#### Directions for this task:
Transcribe the records exactly. Pictures do not belong in the transcription.
►
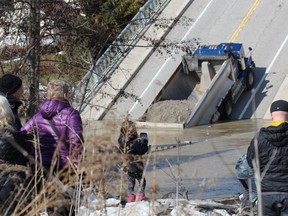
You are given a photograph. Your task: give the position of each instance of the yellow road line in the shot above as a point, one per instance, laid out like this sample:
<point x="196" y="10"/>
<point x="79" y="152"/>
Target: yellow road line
<point x="244" y="21"/>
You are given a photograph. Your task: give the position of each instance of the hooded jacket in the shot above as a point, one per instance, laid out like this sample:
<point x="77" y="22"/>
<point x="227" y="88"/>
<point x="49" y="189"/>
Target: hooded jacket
<point x="57" y="125"/>
<point x="272" y="147"/>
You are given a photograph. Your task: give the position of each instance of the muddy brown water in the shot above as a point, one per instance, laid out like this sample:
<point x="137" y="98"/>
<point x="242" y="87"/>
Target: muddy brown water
<point x="203" y="170"/>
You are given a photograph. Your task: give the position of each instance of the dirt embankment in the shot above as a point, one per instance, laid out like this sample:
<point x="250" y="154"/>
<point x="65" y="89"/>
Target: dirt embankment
<point x="170" y="111"/>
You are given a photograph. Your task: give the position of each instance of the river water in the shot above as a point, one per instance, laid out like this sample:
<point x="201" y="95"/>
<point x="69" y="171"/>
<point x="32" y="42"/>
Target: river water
<point x="204" y="169"/>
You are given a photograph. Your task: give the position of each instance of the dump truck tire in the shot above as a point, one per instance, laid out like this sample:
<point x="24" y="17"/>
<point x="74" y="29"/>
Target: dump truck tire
<point x="227" y="108"/>
<point x="249" y="78"/>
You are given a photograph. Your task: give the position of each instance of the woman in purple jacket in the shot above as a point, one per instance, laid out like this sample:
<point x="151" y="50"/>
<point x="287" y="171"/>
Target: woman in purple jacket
<point x="58" y="127"/>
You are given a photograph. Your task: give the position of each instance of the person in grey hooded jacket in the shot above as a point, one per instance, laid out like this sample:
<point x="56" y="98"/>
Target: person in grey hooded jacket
<point x="58" y="127"/>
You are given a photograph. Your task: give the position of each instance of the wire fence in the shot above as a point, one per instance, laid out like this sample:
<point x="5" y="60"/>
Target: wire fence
<point x="116" y="52"/>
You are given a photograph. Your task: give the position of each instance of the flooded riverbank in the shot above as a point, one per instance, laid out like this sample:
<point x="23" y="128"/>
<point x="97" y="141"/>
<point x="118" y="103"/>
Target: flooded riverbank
<point x="202" y="170"/>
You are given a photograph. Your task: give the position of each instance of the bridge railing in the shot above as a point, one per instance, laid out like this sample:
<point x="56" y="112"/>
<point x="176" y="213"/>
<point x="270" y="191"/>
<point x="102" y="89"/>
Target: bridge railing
<point x="116" y="52"/>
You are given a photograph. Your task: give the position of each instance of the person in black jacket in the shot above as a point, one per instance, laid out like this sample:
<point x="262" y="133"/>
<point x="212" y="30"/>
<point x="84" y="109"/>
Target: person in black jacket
<point x="11" y="87"/>
<point x="268" y="153"/>
<point x="15" y="172"/>
<point x="134" y="146"/>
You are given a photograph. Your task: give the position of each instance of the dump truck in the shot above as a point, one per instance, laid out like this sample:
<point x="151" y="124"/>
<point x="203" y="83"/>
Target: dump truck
<point x="221" y="73"/>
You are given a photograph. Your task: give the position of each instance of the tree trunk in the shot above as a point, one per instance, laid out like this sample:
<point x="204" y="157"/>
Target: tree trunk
<point x="34" y="57"/>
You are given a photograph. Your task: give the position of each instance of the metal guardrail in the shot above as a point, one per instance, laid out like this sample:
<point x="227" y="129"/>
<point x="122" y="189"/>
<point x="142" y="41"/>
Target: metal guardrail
<point x="109" y="61"/>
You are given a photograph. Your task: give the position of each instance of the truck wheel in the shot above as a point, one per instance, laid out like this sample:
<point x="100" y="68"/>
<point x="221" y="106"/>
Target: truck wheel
<point x="227" y="108"/>
<point x="215" y="117"/>
<point x="249" y="79"/>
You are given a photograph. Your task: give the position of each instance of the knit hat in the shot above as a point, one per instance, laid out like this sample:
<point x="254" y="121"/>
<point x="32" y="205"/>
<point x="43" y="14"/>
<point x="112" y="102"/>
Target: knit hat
<point x="279" y="105"/>
<point x="9" y="84"/>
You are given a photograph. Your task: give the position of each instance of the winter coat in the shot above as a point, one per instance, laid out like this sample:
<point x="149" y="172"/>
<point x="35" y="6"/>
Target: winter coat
<point x="57" y="125"/>
<point x="15" y="172"/>
<point x="134" y="147"/>
<point x="272" y="146"/>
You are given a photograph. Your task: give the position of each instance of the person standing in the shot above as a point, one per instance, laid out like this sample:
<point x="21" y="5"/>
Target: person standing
<point x="15" y="171"/>
<point x="268" y="153"/>
<point x="11" y="87"/>
<point x="133" y="147"/>
<point x="58" y="127"/>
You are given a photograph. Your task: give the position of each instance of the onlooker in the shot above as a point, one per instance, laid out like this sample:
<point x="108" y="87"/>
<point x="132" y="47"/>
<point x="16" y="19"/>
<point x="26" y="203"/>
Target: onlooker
<point x="11" y="87"/>
<point x="134" y="146"/>
<point x="14" y="162"/>
<point x="245" y="175"/>
<point x="58" y="127"/>
<point x="269" y="149"/>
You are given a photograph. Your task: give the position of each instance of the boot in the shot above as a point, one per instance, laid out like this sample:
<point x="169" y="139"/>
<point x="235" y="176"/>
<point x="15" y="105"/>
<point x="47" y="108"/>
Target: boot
<point x="140" y="197"/>
<point x="130" y="197"/>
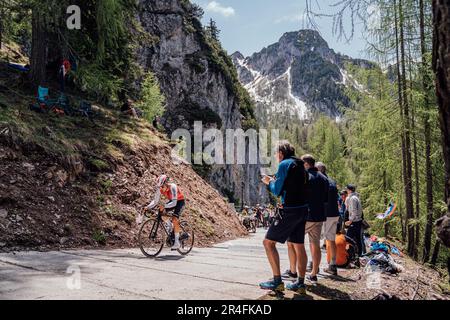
◄
#### Response for this exercise:
You are given a photograph. Your task: give the position of each instance of the yellow road line in the shot above as a point, one per instance, laid out like this sample:
<point x="196" y="10"/>
<point x="79" y="152"/>
Target: yellow road line
<point x="244" y="21"/>
You are given a photograph. Your task: give the position of each instance of the hooded jacket in the shot above as a point, one per instance, laid out like this sample:
<point x="77" y="22"/>
<point x="227" y="88"/>
<point x="49" y="189"/>
Target: hooded jacket
<point x="57" y="125"/>
<point x="272" y="147"/>
You are given a photograph. Your task: give the position of each instance of the muddy brown water in the shot above as a point, one per instance, laid out like this sample:
<point x="137" y="98"/>
<point x="242" y="87"/>
Target: muddy brown water
<point x="203" y="170"/>
You are given a photograph. Your task: give the position of each instance of the dirt embankment in the shot above as a point, one per instance, laid out like this sample:
<point x="250" y="154"/>
<point x="65" y="89"/>
Target: dirt embankment
<point x="170" y="111"/>
You are given a photograph. Your task: give the position of each instance of the river water in the shot above as a point, one per instance, laid out like this sample:
<point x="201" y="95"/>
<point x="69" y="171"/>
<point x="32" y="42"/>
Target: river water
<point x="204" y="169"/>
You are given a photograph. Your task: give the position of each instance of the dump truck tire in the shot above as a point, one per instance, laid out like this sample:
<point x="24" y="17"/>
<point x="74" y="29"/>
Target: dump truck tire
<point x="227" y="108"/>
<point x="249" y="78"/>
You are given a photograph. Your task: give the position of each instance of the woman in purple jacket in the shot above as a point, one per instance, laid out like this sample:
<point x="151" y="50"/>
<point x="287" y="171"/>
Target: woman in purple jacket
<point x="58" y="127"/>
You are given a photograph. Your task: give the position of each instance of the person in grey hooded jacket in the shot above as a point, one per instance, laid out like this sample:
<point x="56" y="98"/>
Target: person in grey hooded jacket
<point x="58" y="127"/>
You are given a photograph. Your task: give the position of each instance of the wire fence in the shot above as a point, one per instance, laid out like this sample:
<point x="5" y="60"/>
Target: wire fence
<point x="116" y="52"/>
You are given a photograph. Your task: give the position of each instance of the flooded riverbank in the shot above as a point, one per instance, laid out like this sample:
<point x="23" y="128"/>
<point x="97" y="141"/>
<point x="118" y="103"/>
Target: flooded riverbank
<point x="202" y="170"/>
You are given a photograph. Your task: give the position of each instance of the bridge railing in the shot above as a point, one per instance, laid out like this sample:
<point x="56" y="112"/>
<point x="176" y="213"/>
<point x="270" y="191"/>
<point x="102" y="89"/>
Target: bridge railing
<point x="116" y="52"/>
You are given a photograph. Your task: give the position of each instance of the person in black jacket in the shot above as a point, one per instance, laid out like this sample:
<point x="262" y="133"/>
<point x="212" y="30"/>
<point x="84" y="109"/>
Target: person in black jacket
<point x="11" y="87"/>
<point x="268" y="153"/>
<point x="15" y="172"/>
<point x="134" y="146"/>
You are given a photograph. Your task: give the position of each instance of the dump truck in the shot above as a point, one per instance, laid out like this sample:
<point x="151" y="124"/>
<point x="203" y="83"/>
Target: dump truck
<point x="221" y="73"/>
You are given a photograph. Your task: give the position of each instance of the tree trunk in the shot above as a point, one per instance, laid out like this sample:
<point x="204" y="157"/>
Target: tree trunk
<point x="34" y="57"/>
You are given a photograph. Your task: give the position of each instance of the metal guardrail in the shot above as a point, one per instance, laid out like this sample:
<point x="227" y="129"/>
<point x="122" y="189"/>
<point x="142" y="41"/>
Target: metal guardrail
<point x="109" y="61"/>
You are given a photograph. Your task: give the position of each instance of the truck wheel in the shot above as a point, one per instance, laid out like this sample:
<point x="100" y="68"/>
<point x="221" y="106"/>
Target: truck wheel
<point x="227" y="108"/>
<point x="215" y="117"/>
<point x="249" y="79"/>
You are given a photograph. Your task: give the position of each instance of the knit hat in the shot above as a point, one per instance, laid out like this sample:
<point x="254" y="121"/>
<point x="32" y="205"/>
<point x="43" y="14"/>
<point x="112" y="102"/>
Target: knit hat
<point x="279" y="105"/>
<point x="9" y="84"/>
You are given a photograph. Your task: give the position of each instance of the winter coat in the shot above as a point, one per instance, laid out like this sample:
<point x="149" y="172"/>
<point x="35" y="6"/>
Target: winter coat
<point x="57" y="125"/>
<point x="15" y="172"/>
<point x="134" y="147"/>
<point x="272" y="146"/>
You are given a photograph. Your task: give the position of each instance of the person standing in the shot above as a point, one per instance, laid out like this sample:
<point x="21" y="5"/>
Target: person standing
<point x="15" y="171"/>
<point x="268" y="153"/>
<point x="11" y="87"/>
<point x="133" y="147"/>
<point x="58" y="127"/>
You are given a photograph. Your task: give the position of each instance of the onlooker in the shot above as a point, one per instance, laid out like this sample:
<point x="108" y="87"/>
<point x="132" y="47"/>
<point x="16" y="19"/>
<point x="26" y="203"/>
Target: onlooker
<point x="11" y="87"/>
<point x="134" y="146"/>
<point x="14" y="162"/>
<point x="245" y="175"/>
<point x="58" y="127"/>
<point x="269" y="149"/>
You are given a photograph. Your task: give the position of each instance of the boot in the shot above as a point, one per instance, laid out like this sample:
<point x="169" y="139"/>
<point x="235" y="176"/>
<point x="15" y="105"/>
<point x="47" y="108"/>
Target: boot
<point x="140" y="197"/>
<point x="130" y="197"/>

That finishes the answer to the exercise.